>> START Quoted passage
Performance Improvements to libc's ftw(3C) and nftw(3C)

The libc functions ftw() and nftw() have been rewritten to operate faster, avoid stack overflow conditions, reduce data space usage, and improve parallelism in multi-threaded applications.

libc and commands which call ftw() and nftw() are affected.

ftw()

ftw() was rewritten to eliminate internal recursion, thus avoiding the possibility of a stack overflow on deep file trees. A single fixed-size data structure is allocated in the stack instead of using malloc() to separate buffers for each depth of the tree. Use of strlen() was eliminated, as well as trivial comparisons such as strcmp(buf,"."). The file descriptor re-use algorithm was changed from most-recently-opened to least-recently-opened which can show significant performance gains on very deep file trees.

ftw() will typically show 8% reductions in elapsed time and 50% or more reduction in heap space used.

nftw()

nftw() was rewritten similarly to ftw() with the same benefits. nftw() now fully conforms with the UNIX95 definition, including the fact that when the FTW_PHYS is not set, files are reported only once.

Threaded applications can obtain greater concurrency when specifying absolute path names for the starting path, and FTW_CHDIR is not set. In addition, an internal unbalanced binary tree was replaced with a much more efficient splay tree. The effect of this tree change becomes significant as the number of object inodes being tracked increases. Directory inodes are always tracked, and when executing in UNIX95 mode and the FTW_PHYS option is not set, all files and directories are tracked. When the number of tracked objects reaches about 20,000, the user CPU time with the splay tree is about half the user CPU time for the old nftw(). At 100,000 tracked inodes, the user CPU time is about 90% less for the splay tree.

Another performance improvement to nftw() eliminated calls to access() by checking the mode bits in the stat() buffer. This decreased system CPU time by approximately 4%.

Two defects were fixed in nftw():

  • When the FTW_CHDIR option is set, directories are considered unreadable unless they have both read and execute permissions. (The old nftw() would try to chdir() into a directory without execute permissions and then abort the walk with an error).
>> END Quoted passage
Work instructions ::
#1 In the ftw() and nftw() performance note, please change the part from "nftw() was rewritten" up to and including "reported only once." so that "complies" stands in place of "conforms".
#2 According to the ftw() and nftw() performance note, by roughly how much did eliminating the calls to access() in nftw() decrease system CPU time?
#3 Pick up the ftw() and nftw() performance note after its last sentence and carry it on.
>> START Listing
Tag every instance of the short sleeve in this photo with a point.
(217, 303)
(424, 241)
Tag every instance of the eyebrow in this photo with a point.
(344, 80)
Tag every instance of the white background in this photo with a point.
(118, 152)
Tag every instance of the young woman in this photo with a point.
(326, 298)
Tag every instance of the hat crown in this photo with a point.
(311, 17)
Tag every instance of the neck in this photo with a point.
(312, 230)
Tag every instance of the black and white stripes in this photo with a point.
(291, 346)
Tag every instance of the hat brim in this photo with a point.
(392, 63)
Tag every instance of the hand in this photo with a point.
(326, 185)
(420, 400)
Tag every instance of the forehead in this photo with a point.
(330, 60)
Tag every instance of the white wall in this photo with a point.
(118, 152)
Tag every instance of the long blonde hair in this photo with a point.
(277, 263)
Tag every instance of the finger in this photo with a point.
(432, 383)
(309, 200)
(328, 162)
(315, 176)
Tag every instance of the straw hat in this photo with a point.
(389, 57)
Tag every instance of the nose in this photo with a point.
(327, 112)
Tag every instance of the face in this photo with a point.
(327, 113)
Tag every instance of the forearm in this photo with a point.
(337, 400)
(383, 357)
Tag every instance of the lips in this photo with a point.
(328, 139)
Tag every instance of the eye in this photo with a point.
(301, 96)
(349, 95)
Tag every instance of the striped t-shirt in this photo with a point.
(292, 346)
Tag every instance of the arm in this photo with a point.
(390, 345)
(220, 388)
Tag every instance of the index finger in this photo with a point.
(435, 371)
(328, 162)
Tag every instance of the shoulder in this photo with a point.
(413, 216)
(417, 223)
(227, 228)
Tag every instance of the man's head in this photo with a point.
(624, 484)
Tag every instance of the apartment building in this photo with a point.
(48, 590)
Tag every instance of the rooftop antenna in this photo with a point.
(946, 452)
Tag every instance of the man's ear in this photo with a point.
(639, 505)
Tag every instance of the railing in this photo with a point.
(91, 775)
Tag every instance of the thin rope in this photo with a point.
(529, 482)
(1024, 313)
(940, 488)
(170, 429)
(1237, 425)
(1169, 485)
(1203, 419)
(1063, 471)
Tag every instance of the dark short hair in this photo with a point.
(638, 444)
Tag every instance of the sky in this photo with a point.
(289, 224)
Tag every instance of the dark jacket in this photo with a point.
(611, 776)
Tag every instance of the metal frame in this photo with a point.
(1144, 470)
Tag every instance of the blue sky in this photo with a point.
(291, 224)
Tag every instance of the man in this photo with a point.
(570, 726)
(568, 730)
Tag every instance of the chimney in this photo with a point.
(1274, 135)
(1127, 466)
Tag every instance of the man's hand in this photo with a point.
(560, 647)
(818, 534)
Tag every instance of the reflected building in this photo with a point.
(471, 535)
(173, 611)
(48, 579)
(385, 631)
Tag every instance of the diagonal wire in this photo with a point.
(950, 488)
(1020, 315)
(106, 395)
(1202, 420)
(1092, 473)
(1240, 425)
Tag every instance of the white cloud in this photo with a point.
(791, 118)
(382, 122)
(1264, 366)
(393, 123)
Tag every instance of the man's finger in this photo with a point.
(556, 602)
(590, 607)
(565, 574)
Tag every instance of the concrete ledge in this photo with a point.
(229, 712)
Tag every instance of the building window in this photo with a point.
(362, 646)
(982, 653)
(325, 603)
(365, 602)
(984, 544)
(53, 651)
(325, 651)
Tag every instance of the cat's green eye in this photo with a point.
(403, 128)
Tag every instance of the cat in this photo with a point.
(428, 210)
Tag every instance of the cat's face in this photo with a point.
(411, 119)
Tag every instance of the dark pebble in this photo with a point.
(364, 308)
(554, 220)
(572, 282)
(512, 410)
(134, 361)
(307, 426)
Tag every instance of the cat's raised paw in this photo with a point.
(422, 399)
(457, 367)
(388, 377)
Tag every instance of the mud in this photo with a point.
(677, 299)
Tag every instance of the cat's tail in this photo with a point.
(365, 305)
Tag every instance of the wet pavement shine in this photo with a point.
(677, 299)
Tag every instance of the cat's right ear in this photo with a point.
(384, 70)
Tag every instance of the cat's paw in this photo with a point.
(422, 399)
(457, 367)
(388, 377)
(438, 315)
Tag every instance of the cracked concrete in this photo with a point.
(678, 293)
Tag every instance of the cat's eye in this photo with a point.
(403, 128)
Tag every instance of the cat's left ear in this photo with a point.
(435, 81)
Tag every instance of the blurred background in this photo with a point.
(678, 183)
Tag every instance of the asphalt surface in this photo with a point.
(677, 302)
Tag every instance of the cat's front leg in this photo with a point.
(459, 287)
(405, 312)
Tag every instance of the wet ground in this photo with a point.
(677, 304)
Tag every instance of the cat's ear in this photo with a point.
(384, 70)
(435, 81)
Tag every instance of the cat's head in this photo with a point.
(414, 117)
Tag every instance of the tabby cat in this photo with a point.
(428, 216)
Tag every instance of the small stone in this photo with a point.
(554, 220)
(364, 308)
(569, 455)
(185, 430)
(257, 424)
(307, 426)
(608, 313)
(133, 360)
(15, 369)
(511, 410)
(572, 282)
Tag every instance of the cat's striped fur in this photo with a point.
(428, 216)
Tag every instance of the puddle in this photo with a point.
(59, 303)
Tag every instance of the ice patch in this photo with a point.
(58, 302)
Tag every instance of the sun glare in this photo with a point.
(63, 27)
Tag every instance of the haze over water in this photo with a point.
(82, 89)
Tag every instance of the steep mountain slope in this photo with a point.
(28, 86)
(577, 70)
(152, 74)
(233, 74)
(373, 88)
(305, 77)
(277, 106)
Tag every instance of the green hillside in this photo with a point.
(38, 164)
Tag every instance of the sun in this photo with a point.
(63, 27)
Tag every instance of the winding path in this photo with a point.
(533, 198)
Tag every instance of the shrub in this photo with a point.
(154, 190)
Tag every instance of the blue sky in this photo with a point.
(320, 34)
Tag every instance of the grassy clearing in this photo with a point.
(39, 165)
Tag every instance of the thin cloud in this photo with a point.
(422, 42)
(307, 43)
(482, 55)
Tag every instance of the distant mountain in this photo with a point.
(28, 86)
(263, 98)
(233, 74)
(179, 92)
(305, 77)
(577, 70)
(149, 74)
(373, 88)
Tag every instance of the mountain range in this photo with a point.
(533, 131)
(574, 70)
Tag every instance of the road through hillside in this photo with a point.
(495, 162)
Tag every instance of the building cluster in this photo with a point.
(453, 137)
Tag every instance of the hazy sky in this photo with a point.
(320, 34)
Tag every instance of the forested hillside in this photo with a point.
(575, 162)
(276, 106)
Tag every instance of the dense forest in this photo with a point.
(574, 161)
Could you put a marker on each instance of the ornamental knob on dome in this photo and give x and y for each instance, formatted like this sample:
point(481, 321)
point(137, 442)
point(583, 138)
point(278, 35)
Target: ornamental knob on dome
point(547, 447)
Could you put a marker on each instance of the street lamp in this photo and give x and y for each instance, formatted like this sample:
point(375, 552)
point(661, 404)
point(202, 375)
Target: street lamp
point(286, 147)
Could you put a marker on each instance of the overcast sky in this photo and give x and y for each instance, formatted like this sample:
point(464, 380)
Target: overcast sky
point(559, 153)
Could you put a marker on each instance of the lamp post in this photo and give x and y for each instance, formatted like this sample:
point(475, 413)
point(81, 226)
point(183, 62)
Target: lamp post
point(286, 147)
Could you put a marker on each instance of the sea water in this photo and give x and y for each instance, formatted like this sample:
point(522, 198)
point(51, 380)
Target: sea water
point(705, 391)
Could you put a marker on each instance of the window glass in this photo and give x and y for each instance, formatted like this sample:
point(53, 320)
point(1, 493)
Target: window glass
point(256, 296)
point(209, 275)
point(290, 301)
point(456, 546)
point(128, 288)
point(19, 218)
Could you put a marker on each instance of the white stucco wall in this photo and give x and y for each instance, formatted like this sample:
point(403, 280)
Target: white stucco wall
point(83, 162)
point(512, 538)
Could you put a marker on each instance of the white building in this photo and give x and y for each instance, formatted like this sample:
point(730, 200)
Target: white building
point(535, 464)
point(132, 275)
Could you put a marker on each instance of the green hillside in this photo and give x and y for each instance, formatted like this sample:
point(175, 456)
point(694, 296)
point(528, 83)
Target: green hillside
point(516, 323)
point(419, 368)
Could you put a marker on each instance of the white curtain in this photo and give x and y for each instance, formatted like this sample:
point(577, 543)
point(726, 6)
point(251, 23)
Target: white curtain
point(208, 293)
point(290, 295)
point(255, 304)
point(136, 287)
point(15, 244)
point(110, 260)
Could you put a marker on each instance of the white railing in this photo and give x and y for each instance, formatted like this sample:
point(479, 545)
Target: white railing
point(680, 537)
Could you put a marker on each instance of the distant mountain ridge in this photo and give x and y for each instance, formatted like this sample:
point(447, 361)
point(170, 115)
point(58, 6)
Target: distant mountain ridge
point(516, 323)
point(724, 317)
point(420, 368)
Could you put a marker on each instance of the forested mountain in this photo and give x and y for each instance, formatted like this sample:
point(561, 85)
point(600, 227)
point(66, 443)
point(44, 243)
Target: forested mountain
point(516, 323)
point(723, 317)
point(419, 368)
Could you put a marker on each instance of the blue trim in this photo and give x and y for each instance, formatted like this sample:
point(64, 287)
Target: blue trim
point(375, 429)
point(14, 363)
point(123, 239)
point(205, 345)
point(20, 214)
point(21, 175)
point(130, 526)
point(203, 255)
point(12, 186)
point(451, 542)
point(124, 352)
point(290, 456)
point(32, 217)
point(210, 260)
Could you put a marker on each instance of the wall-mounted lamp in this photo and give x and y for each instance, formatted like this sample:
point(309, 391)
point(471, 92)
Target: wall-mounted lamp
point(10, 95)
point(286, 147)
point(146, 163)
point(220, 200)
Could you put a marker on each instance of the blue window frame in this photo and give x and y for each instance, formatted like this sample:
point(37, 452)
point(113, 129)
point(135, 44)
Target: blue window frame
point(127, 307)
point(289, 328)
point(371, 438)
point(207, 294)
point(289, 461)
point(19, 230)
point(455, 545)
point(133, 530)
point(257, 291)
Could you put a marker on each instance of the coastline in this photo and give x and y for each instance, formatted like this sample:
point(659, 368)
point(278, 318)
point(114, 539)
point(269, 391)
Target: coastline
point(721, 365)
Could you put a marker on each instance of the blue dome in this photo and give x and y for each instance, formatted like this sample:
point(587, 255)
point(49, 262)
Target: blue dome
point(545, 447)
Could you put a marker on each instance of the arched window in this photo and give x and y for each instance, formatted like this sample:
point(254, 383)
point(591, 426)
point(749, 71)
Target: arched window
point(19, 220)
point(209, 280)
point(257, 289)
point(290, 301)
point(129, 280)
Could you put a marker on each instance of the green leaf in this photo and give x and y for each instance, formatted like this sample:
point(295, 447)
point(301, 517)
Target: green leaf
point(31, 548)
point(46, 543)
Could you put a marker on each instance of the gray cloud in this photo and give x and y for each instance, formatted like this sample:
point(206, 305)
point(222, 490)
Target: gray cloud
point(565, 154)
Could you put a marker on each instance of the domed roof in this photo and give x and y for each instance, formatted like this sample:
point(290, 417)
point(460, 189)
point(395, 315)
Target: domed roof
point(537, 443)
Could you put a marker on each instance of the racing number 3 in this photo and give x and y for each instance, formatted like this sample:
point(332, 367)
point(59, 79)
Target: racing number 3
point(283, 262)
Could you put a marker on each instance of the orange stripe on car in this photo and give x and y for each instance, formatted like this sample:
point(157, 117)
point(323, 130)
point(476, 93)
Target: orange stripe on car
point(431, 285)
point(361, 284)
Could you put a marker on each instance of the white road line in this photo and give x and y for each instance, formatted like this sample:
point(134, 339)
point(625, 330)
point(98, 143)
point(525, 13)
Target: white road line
>> END Listing
Solved problems ::
#1
nftw() was rewritten similarly to ftw() with the same benefits. nftw() now fully complies with the UNIX95 definition, including the fact that when the FTW_PHYS is not set, files are reported only once.

#2 By approximately 4%.

#3
  • When the FTW_CHDIR option is set, a directory object is reported to the user function before it is chdir()'ed into.

nftw() improvements vary depending on options provided, with the most significant improvements seen in UNIX95 standard mode with the FTW_PHYS option not set, or when a very large number of directories exist in the file tree being traversed.

Documentation Change

The ftw(3C) and nftw(3C) manpages have been updated, particularly with respect to the two defect fixes and means of achieving best concurrency in threaded applications.

Other Issues

The code size of ftw() and nftw() has increased by about 40%, but the heap requirements are reduced by 50% or more.

If you relied on the FTW_CHDIR defects which were mentioned above, there may need to be an application change.

Performance Issues

Minimally, you should find that ftw() operates about 6% faster and nftw() 4% faster. On very large file trees where the number of tracked inodes is in the tens of thousands or more, the performance gain of nftw() could be 30% to 40% or more.

Performance Improvements to libc's malloc(3C)

A new environment variable, _M_CACHE_OPTS, is available to help tune malloc() performance in kernel-threaded applications. This environment variable configures a thread-private cache for malloc'ed blocks. If cache is configured, malloc'ed blocks are placed into a thread's private cache when free() is called, and may thereafter be allocated from cache when malloc() is called. Having such a cache potentially improves speed performance for some kernel-threaded applications, by reducing mutex contention among threads and by deferring coalescence of blocks.

The thread-private cache is only available for kernel-threaded applications, i.e. those linked with the pthread library. The installed shared pthread library version must be PHCO_19666 or later, or the application must be statically linked with an archive pthread library that is version PHCO_19666 or later, or else cache is not available.

By default cache is not active and must be activated by setting _M_CACHE_OPTS to a legal value. If _M_CACHE_OPTS is set to any out of range values, it is ignored and cache remains disabled.

There are two portions to the thread private cache: one for ordinary blocks and one for small blocks. Small blocks are blocks that are allocated by the small block allocator (SBA), which is configured with the environment variable _M_SBA_OPTS or by calls to mallopt(3C). The small block cache is automatically active whenever both the ordinary block cache and the SBA are active. The ordinary block cache is active only when it is configured by setting _M_CACHE_OPTS. There are no mallopt() options to configure the thread-private cache.

The following shows _M_CACHE_OPTS's subparameters and their meaning:

_M_CACHE_OPTS=<bucket_size>:<buckets>:<retirement_age>

<bucket_size> is (roughly) the number of cached ordinary blocks per bucket that will be held in the ordinary block cache. The allowable values range from 0 through 8*4096 = 32768. If <bucket_size> is set to 0, cache is disabled.

<buckets> is the number of power of 2 buckets that will be maintained per thread. The allowable values range from 8 though 32. This value controls the size of the largest ordinary block that can be cached. For example, if <buckets> is 8, the largest ordinary block that can be cached will be 2^8 or 256 bytes. If <buckets> is 16, the largest ordinary block that can be cached will be 2^20 or 65536 bytes, etc.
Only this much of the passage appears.